Tales from Elasticsearch upgrade

Idan Koch
9 min readMay 3, 2022

--

I’m a team lead server infra core at Wix and our team maintains several services in production. Some services are legacy some new. One of our legacy services performs searches over the Elasticsearch cluster. Recently we tackled upgrading Elastic from v6 to v7 (or newer) due to the EOL of v6. If you worked for a few years in the industry you probably know what it is like to have a legacy service that you maintain, and add features to it but never really deep dive into it. To start the process of an upgrade there was a lot of “catchup” regarding our Elasticsearch knowledge, my team and I needed to close the gap while delivering to production. In the process, we took an online course, read a lot of documentation, and consulted with experts across Wix and outside of it. Even though our work is not completed yet, here are some of the lessons learned from this process.

Tesha retrospective look

System parameters:

  • We have a synchronous blocking server that calls Elasticsearch v6
  • Max read requests per minute (RPM) 40K
  • Max Writes RPM 60K
  • The document is an aggregation of Multiple Data Sources
  • We have more than 500M documents spread on 7 nodes with 20 shards and one replica
  • Schema is dynamic
  • Index size including replica — ~780GB per node (5.6TB including replica)
  • Our query spans cross tenants. Meaning, we hit all the shards in every query

What have we learned?

  1. Raw data vs Preprocessed data — our old index was comprised of data collection from several data sources and aggregation into a big document using dynamic mapping. Using dynamic mapping made it easy to add new fields fast. Additionally, The raw data was saved as is and it made it easier to expose new fields based on this data to clients without the need to reindex for every new requirement. The downside was that all raw data was saved and document sizes got to be pretty big. This resulted in timeouts when deserializing large page sizes with large documents. In order to mitigate the timeout issue, we created a smaller index with a strict schema. We only indexed what we exposed to our clients. This resulted in smaller documents and a faster deserialization time. Additionally, We saw a huge decrease in our index size (from 2.8Tb without replica to 1TB) which cut costs a bit. The downside of a strict schema is you need to migrate all documents for every newly added field but you keep a clear view of what you need.
  2. Page size limits — In general you should be mindful when creating a listing or any bulk API and create a low page size limit as much as possible. Otherwise, you will find yourself with several issues that impact performance, large memory footprint, or failures. Lowering page sizes entails communication to other teams about the change, Having other teams prioritize this change, and keeping tabs to make sure they are all done. So it’s best to start with a low page size limit and increase over time.

# DATASET EXTRACT
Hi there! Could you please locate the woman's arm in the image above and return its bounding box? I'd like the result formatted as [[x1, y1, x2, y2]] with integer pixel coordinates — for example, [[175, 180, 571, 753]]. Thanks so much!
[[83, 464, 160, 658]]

# EXERCISE INSTRUCTIONS
- a) Answer these about the Elasticsearch upgrade article:
(i) Which Elasticsearch version was the team upgrading from, and to which version?
(ii) How many nodes and shards hold the documents?
(iii) After the switch to a strict schema, how did the index size without replica change?
- b) Rewrite the Elasticsearch upgrade article from "Tesha retrospective look" to "have we learned?", putting "asynchronous non-blocking" in place of "synchronous blocking".

# RESPONSES TO THE TASKS
- a)
(i) From v6 to v7 (or newer).
(ii) 7 nodes and 20 shards.
(iii) It dropped from 2.8Tb to 1TB.

- b)
Tesha retrospective look

System parameters:

  • We have a asynchronous non-blocking server that calls Elasticsearch v6
  • Max read requests per minute (RPM) 40K
  • Max Writes RPM 60K
  • The document is an aggregation of Multiple Data Sources
  • We have more than 500M documents spread on 7 nodes with 20 shards and one replica
  • Schema is dynamic
  • Index size including replica — ~780GB per node (5.6TB including replica)
  • Our query spans cross tenants. Meaning, we hit all the shards in every query

What have we learned?